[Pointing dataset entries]
———
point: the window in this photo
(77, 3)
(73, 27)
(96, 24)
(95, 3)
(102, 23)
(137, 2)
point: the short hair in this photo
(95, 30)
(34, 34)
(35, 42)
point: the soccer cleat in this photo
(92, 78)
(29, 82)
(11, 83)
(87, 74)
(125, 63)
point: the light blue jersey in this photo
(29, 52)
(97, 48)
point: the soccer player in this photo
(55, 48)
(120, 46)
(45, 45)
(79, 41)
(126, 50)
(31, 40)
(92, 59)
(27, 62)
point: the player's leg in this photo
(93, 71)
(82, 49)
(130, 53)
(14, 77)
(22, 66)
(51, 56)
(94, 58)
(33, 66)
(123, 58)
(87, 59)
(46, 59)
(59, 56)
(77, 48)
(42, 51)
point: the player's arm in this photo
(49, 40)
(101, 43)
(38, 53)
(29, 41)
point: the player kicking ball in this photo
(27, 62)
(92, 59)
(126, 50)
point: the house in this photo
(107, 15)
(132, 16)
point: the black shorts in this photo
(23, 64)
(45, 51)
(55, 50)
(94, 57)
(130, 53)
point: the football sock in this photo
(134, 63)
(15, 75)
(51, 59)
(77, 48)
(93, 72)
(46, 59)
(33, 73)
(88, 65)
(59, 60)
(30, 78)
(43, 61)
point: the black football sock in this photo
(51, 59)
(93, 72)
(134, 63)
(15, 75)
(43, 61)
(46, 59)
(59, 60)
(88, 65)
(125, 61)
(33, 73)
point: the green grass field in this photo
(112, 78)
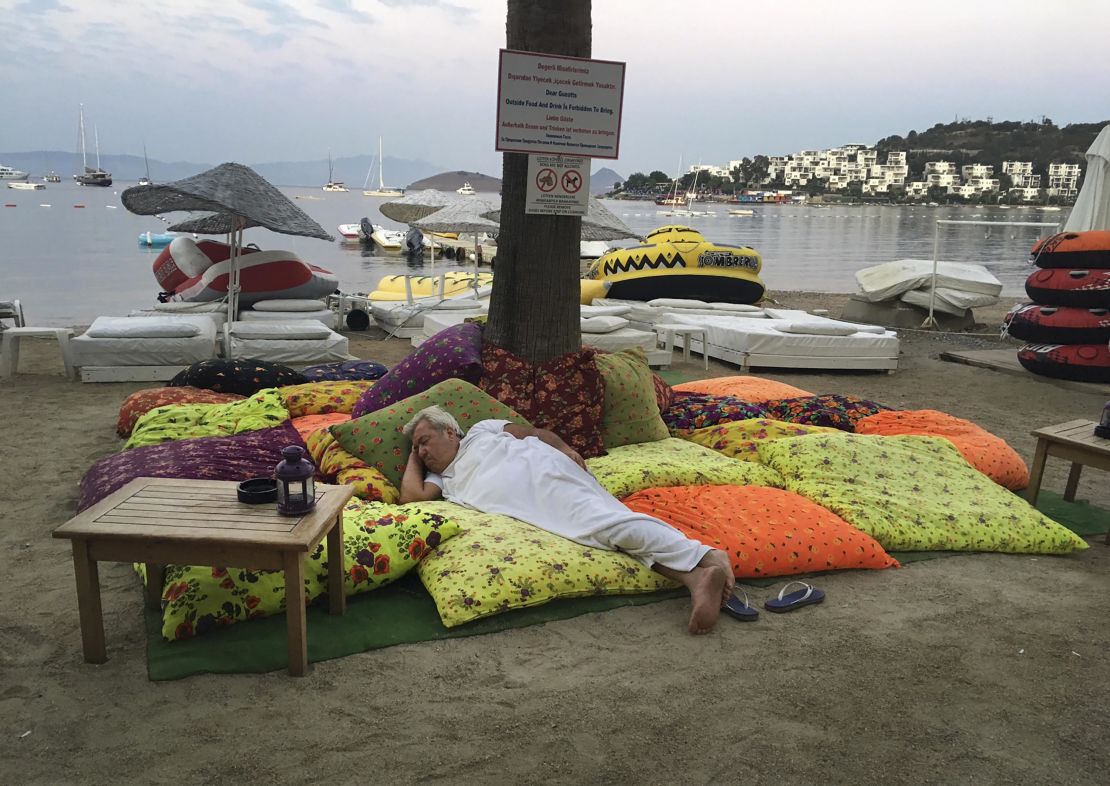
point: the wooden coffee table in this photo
(1073, 441)
(161, 521)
———
• Task objective: Convert the entries from the line containing "point: the house in this photo" through the end of the entries into a Markdown table with the columns Row and Line. Skip blank lines and omit the pictures.

• Completed exercise:
| Row | Line |
|---|---|
| 1 | point: the house in this photo |
| 2 | (107, 15) |
| 3 | (132, 16) |
| 4 | point: the black shorts in this photo |
| 5 | (23, 64) |
| 6 | (45, 51) |
| 7 | (55, 50) |
| 8 | (94, 57) |
| 9 | (130, 53) |
| 10 | point: the football sock in this photo |
| 11 | (134, 63) |
| 12 | (15, 75) |
| 13 | (51, 59) |
| 14 | (77, 48) |
| 15 | (93, 72) |
| 16 | (46, 59) |
| 17 | (33, 73) |
| 18 | (88, 65) |
| 19 | (59, 60) |
| 20 | (30, 78) |
| 21 | (43, 61) |
| 22 | point: the black football sock in this photo |
| 23 | (51, 59) |
| 24 | (93, 72) |
| 25 | (134, 63) |
| 26 | (15, 75) |
| 27 | (43, 61) |
| 28 | (46, 59) |
| 29 | (59, 60) |
| 30 | (88, 65) |
| 31 | (125, 61) |
| 32 | (33, 73) |
| 33 | point: the green grass field in this photo |
| 34 | (112, 78) |
| 35 | point: the wooden coffee table in this photo |
| 36 | (1073, 441) |
| 37 | (161, 521) |